#### What the task asks
The lines to repeat are those below from the one containing "[ ] each coordinate written like point(297, 443)" down to the one containing "Indicate the woman's arm, one", both included; reproduce them exactly and nothing else.

━━━━━ Dataset

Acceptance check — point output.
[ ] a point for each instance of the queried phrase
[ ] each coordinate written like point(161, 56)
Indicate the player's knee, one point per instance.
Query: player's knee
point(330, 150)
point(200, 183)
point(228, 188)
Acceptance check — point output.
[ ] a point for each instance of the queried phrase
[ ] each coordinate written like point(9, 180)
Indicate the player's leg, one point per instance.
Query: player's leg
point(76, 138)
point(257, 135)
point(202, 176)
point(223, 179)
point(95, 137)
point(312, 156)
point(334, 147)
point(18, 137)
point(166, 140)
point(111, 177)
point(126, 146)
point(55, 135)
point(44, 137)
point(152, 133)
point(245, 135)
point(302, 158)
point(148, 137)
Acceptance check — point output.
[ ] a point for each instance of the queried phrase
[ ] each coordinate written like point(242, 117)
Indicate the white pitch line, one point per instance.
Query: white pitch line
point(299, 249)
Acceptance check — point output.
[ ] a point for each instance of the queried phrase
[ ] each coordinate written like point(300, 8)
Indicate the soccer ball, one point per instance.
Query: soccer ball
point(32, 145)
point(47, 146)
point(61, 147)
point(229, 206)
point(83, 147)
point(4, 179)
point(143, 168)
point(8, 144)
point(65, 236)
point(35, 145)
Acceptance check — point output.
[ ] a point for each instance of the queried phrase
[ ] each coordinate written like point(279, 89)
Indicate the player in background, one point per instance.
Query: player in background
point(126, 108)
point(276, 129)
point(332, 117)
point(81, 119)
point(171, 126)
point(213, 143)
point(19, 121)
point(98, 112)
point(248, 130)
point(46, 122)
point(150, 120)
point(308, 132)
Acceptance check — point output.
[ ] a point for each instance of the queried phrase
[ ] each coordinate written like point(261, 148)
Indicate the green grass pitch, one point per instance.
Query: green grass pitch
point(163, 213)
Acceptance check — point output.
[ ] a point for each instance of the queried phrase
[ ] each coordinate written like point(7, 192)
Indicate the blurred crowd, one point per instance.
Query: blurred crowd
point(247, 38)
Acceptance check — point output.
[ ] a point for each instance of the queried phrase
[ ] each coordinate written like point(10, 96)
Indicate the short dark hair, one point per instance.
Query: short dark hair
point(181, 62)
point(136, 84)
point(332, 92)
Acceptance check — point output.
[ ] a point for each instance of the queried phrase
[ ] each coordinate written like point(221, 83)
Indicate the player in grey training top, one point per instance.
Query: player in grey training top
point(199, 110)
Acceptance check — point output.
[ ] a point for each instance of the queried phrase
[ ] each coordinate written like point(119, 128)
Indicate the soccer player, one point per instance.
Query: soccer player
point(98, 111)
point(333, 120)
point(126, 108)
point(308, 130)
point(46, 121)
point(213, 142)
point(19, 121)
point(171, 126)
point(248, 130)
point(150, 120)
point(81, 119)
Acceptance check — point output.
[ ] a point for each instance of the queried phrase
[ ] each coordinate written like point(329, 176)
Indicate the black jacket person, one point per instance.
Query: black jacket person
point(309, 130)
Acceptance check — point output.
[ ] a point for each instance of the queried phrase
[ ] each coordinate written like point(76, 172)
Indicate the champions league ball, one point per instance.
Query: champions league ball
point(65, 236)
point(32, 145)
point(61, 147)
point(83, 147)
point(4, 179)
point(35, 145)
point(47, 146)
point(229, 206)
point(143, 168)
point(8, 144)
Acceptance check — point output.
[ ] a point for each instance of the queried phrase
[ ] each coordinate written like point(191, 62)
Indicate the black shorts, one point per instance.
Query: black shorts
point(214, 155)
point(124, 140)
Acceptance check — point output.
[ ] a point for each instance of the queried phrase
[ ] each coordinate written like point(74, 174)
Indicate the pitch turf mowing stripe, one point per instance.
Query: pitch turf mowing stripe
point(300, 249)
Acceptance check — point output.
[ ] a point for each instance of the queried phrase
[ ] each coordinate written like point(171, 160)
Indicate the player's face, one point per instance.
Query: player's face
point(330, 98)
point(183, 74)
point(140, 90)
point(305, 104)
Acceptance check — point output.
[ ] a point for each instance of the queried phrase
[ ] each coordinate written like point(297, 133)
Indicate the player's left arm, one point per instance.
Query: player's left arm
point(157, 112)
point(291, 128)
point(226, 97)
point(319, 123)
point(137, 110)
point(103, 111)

━━━━━━━━━━
━━━━━ Dataset

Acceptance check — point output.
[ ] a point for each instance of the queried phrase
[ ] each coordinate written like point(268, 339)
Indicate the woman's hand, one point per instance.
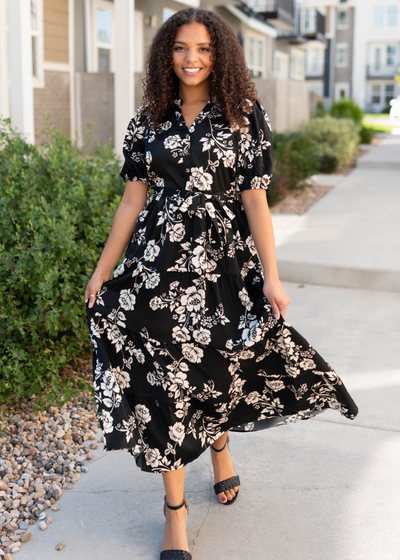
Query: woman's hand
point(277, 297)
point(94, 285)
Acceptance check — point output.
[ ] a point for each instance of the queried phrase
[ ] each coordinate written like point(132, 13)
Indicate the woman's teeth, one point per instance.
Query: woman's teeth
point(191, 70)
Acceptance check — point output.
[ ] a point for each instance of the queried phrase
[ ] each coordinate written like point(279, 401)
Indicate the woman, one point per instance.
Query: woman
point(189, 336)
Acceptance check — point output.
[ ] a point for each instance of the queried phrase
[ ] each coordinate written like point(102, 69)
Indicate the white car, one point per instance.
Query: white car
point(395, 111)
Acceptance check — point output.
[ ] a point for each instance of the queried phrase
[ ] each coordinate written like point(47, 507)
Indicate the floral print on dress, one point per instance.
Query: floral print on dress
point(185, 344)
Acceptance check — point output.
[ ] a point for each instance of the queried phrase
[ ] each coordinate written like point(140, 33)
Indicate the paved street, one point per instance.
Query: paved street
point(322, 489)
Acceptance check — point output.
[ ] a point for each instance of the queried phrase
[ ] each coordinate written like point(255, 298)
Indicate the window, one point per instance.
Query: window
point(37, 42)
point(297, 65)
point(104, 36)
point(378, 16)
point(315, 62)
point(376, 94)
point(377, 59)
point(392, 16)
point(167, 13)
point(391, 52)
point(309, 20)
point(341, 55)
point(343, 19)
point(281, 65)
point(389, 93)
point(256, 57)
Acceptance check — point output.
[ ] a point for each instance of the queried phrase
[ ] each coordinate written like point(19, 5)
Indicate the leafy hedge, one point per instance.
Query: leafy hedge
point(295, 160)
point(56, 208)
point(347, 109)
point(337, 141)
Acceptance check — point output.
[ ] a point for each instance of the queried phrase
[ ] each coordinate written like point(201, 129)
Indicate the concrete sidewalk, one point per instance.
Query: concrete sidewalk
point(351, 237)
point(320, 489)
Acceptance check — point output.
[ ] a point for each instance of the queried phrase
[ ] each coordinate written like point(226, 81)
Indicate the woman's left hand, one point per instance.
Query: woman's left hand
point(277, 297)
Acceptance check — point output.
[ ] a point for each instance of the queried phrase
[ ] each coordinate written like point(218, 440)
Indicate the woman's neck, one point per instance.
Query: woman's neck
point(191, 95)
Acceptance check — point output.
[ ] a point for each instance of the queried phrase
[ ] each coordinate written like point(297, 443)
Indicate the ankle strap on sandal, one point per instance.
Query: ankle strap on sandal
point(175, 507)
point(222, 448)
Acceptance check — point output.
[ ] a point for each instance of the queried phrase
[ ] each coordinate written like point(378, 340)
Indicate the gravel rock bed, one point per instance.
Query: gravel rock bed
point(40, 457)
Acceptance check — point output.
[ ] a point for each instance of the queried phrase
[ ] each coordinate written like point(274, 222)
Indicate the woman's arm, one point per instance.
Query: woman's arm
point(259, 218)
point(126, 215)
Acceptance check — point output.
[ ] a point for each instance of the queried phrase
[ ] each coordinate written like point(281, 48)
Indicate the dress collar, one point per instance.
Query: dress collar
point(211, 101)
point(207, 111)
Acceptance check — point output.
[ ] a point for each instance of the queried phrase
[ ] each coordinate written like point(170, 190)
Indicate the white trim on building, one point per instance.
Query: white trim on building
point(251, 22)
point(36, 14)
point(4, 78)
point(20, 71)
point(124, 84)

━━━━━━━━━━
━━━━━ Dataset

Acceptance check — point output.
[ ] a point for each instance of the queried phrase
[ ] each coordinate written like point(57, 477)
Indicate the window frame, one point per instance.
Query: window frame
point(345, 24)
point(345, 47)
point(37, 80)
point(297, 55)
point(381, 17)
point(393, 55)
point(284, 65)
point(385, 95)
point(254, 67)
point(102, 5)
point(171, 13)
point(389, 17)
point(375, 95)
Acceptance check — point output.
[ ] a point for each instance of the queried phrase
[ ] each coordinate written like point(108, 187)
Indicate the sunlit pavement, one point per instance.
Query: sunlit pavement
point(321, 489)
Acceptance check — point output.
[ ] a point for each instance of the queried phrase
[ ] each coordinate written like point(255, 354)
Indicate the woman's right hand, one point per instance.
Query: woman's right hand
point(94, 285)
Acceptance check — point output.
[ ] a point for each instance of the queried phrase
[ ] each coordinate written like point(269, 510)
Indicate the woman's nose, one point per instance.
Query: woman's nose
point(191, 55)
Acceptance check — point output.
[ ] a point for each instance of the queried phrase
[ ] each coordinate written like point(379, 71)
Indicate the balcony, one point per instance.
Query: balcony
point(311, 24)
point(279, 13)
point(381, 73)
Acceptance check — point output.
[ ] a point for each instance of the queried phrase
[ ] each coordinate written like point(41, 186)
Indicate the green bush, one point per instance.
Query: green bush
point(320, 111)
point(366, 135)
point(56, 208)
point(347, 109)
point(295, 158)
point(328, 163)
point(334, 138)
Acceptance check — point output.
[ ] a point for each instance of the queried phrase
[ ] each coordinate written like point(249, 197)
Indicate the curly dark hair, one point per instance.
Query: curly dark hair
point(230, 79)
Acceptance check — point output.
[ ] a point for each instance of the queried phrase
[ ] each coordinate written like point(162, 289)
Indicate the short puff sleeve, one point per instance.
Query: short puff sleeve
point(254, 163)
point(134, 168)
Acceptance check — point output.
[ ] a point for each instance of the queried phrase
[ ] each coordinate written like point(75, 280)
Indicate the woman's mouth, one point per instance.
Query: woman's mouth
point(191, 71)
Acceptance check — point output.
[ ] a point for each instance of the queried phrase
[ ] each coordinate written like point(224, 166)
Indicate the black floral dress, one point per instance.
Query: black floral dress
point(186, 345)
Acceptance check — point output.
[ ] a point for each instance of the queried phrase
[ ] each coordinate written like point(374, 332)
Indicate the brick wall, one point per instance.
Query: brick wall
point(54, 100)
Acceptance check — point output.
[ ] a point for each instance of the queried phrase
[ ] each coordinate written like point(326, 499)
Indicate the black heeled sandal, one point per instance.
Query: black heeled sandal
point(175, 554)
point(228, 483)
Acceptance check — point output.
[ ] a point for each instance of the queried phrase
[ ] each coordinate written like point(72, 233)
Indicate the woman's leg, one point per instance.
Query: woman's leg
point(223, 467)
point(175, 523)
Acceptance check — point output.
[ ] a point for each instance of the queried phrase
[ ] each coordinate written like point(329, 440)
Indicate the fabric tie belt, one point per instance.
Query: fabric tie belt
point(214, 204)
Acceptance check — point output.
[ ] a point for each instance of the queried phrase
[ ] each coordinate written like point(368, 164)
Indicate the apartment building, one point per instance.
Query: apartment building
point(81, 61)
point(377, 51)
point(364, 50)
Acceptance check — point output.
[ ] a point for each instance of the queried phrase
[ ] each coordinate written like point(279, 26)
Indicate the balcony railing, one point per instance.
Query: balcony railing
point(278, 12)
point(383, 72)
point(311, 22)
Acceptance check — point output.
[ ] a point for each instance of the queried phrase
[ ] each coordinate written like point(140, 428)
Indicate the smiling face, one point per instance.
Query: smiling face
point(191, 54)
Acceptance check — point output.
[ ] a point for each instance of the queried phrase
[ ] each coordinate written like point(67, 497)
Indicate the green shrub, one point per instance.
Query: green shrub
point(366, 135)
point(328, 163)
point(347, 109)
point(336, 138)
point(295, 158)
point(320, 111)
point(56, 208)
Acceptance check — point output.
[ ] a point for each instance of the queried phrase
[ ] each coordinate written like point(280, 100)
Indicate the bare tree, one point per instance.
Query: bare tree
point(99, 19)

━━━━━━━━━━

#### Expected answer
[ ] each coordinate written like point(297, 443)
Indicate the ankle strap on sandal, one point per instance.
Query: ankle strap on sandal
point(175, 507)
point(222, 448)
Acceptance check — point output.
[ ] a point for each instance of the queried phrase
[ ] each coordinate written like point(378, 340)
Indicate the gravel rock bed, one point per instance.
Query: gravel rock bed
point(40, 457)
Acceptance check — point output.
[ ] a point for each instance of the queried phrase
[ ] each coordinate written like point(274, 222)
Indicate the woman's arm, one point per instance.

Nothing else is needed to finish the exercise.